**Exercise requirements:** Extract every line of the material below that contains the word "small", copying each of those lines without changes.

Position annotation records
* begin *

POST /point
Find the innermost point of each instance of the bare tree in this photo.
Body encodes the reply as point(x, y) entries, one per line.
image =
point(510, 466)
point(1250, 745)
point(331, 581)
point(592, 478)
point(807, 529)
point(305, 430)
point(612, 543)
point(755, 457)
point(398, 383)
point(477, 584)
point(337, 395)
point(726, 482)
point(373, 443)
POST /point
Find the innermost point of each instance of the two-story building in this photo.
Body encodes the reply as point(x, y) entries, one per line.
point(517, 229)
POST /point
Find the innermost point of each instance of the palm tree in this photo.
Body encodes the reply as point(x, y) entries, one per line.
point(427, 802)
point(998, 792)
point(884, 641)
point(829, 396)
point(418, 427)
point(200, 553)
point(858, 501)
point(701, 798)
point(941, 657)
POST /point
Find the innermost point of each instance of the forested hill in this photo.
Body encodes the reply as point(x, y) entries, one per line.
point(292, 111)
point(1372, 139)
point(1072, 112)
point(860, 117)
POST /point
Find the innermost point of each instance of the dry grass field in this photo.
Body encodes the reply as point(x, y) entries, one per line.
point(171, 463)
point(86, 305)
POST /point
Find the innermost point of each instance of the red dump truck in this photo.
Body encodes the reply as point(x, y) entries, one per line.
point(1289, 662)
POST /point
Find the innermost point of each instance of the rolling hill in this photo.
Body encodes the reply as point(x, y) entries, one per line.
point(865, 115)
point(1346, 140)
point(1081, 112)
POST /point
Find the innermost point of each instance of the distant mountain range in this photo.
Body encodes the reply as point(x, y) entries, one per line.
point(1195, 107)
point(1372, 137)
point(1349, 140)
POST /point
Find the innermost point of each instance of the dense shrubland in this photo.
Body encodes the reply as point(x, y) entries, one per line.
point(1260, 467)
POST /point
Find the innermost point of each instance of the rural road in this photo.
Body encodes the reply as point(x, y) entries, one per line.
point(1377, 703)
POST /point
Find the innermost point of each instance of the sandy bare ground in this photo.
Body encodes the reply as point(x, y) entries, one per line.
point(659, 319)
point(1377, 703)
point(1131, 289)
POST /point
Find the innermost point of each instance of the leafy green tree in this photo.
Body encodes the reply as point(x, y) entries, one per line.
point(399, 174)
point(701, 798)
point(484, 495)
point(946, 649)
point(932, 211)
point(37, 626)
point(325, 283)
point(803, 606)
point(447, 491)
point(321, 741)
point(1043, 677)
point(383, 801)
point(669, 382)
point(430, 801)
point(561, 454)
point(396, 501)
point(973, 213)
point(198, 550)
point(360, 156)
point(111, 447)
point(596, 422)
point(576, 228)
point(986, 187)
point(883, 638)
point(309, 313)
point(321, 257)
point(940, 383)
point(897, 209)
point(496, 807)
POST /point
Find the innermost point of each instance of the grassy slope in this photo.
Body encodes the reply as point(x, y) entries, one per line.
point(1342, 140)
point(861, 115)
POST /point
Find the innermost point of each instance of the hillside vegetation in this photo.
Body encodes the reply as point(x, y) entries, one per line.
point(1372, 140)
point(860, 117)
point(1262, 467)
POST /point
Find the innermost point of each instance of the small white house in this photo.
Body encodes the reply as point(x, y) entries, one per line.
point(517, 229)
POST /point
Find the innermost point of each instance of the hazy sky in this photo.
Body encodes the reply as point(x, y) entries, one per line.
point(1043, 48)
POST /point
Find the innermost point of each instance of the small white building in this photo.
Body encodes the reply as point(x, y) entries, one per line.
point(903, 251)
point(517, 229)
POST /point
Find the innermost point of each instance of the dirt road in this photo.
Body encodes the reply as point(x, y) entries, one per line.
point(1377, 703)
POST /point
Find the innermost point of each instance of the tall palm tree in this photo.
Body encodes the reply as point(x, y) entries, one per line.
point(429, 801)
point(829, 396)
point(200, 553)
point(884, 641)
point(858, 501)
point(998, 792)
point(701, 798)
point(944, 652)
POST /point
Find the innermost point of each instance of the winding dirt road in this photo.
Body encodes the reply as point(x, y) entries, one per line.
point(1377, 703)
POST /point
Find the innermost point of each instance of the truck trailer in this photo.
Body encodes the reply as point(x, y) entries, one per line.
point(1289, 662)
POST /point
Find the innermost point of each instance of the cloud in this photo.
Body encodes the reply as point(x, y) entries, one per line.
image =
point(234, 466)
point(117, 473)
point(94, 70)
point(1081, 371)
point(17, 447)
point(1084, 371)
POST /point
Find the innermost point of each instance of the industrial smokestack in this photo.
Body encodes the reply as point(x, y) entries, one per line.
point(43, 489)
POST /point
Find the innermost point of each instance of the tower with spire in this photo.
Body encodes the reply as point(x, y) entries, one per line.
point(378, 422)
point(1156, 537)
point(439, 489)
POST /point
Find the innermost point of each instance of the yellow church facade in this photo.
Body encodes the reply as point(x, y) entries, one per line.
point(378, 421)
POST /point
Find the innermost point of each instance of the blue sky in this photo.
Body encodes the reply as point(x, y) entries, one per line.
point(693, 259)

* end *

**Exercise response:**
Find the innermost point of each instance of the small white house in this photo.
Find the innermost point of each instance of the small white building in this photo.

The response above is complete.